### EXTRACTED TEXT
— Start —

Why So Serious?
Three New Records With Earnest Intentions

So no sooner does Arcade Fire win the Grammy for Album of the Year, when Radiohead announces their eighth album, to be released on Saturday? Wow. Pretty good week.

I don’t know that I care so much about the Grammy win. I find it interesting that after years of talking about how the Grammys mean nothing, and how they’re just a self-congratulatory circle jerk for the old-guard record industry, suddenly the indie cognoscenti is all over this win as if it’s Truly Significant. I don’t know what combination of factors led to Win Butler and his crew taking home the prize, especially since they beat out industry darlings Eminem, Katy Perry and the two Ladies (Gaga and Antebellum). It feels like a bit of a seismic shift, but is it? If an absolutely irrelevant award goes to the right band for once, does that make the award suddenly relevant?

— End —

Records from an annotation dataset
— Start —

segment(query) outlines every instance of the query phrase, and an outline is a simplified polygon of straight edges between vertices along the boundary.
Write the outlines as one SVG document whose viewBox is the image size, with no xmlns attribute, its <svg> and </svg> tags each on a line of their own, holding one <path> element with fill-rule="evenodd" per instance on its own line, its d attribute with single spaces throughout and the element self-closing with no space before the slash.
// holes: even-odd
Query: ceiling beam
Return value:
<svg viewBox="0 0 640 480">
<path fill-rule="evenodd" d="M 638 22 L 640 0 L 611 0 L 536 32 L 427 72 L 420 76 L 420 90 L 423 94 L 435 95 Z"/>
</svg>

— End —
— Start —

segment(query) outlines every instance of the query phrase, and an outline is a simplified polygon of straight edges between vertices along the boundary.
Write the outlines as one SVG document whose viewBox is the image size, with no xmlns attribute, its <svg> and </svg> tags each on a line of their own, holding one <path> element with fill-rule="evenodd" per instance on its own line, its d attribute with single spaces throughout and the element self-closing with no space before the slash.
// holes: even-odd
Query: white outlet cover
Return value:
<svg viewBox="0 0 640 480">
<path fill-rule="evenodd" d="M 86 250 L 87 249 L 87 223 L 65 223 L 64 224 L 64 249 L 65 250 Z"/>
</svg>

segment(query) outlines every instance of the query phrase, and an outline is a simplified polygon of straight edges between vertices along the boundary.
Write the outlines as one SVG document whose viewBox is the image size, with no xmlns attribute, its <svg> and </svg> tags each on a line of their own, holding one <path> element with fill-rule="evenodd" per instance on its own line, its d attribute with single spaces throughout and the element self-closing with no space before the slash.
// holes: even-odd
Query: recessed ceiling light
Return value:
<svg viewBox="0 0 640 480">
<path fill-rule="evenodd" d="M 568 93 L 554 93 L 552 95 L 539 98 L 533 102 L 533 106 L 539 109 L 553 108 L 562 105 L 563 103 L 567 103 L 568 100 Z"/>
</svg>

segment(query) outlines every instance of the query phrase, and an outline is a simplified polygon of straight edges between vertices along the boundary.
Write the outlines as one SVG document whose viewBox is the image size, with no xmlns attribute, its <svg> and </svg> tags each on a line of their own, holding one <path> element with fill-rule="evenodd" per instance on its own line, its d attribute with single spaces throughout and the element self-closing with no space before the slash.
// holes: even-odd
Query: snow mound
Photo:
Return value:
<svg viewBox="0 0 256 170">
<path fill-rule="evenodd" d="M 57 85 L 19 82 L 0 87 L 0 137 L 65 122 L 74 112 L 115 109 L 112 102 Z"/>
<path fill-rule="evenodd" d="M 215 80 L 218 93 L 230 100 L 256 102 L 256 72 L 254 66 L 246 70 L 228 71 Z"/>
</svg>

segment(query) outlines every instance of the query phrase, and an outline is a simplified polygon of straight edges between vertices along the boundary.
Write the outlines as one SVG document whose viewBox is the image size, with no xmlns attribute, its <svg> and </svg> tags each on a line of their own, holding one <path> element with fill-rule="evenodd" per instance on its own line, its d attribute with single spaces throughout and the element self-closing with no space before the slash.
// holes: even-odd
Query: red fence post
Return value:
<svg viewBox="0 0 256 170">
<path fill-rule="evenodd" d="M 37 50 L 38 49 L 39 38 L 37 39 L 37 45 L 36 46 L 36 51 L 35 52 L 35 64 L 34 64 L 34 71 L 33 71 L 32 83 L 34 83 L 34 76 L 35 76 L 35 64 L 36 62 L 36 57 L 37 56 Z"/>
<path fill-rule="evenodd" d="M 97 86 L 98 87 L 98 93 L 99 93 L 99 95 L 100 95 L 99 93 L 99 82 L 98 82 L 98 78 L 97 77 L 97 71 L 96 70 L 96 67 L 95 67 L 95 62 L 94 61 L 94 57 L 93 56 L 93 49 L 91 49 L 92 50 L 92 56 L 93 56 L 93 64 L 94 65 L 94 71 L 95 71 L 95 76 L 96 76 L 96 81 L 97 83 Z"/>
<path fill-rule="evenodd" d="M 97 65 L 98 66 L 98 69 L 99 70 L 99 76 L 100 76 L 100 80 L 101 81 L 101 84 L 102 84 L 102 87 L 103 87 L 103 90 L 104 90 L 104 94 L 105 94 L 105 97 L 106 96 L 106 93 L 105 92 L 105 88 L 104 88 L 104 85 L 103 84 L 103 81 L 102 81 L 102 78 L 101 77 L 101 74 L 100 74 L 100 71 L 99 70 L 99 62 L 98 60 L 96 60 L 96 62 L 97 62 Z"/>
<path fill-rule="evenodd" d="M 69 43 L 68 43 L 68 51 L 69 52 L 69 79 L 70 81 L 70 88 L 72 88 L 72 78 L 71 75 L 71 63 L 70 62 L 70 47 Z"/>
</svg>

— End —

### WRITTEN TASK 1
In the column about Arcade Fire's Grammy win:
(a) Which award did Arcade Fire win?
(b) On what day is Radiohead's eighth album to be released?
(c) Who are the two "Ladies" the column mentions?
### WRITTEN TASK 2
In the column about Arcade Fire's Grammy win, which artists does it name as the ones Arcade Fire beat out?
### WRITTEN TASK 3
Can you extend the column about Arcade Fire's Grammy win, picking up right after its final sentence?

### RESPONSE 1
(a) The Grammy for Album of the Year.
(b) Saturday.
(c) Gaga and Antebellum.

### RESPONSE 2
Eminem, Katy Perry, Gaga and Antebellum.

### RESPONSE 3
I don’t know. But I’m happy about it. The Suburbs was easily the finest of the nominated albums, and considered a long shot to win. And I’m happy for major-minor label Merge Records, too. They put out some amazing music, and engender loyalty from the bands they sign. There’s no bad here. I just don’t think this means anything for the industry or the Grammy awards. A few more years of this, maybe, but I’m betting Lady Gaga will win next year and all will go back to normal.

Although, they did give a practically unknown jazz musician the Best New Artist trophy over Justin Bieber, so maybe…

The Radiohead news, now, that has me excited. The band’s eighth album is called The King of Limbs, its cover is suitably creepy, and for the second time, Radiohead is self-releasing it. You can pre-order the album here, in two ways: a digital-only download (MP3 or WAV), available Saturday, or a deluxe “newspaper” edition with two vinyl records, “many large sheets of artwork, 625 tiny pieces of artwork and a full-colour piece of oxo-degradable plastic to hold it all together.” Mmm-hmm. That comes out May 9.

Initially, I was distressed by this. I don’t care that Radiohead has done away with their pay-what-you-want method, unveiled with 2007’s In Rainbows. Nine bucks is a fair price. But I’m a physical product kind of guy, and I honestly have no use for vinyl, and don’t want to pay $48 for the big package. That’s why I was glad to hear that TBD Records will release The King of Limbs in a standard edition on March 29, in record stores. Now I get to (gladly) buy the thing twice, once from the band this week, and once from my local record shop next month.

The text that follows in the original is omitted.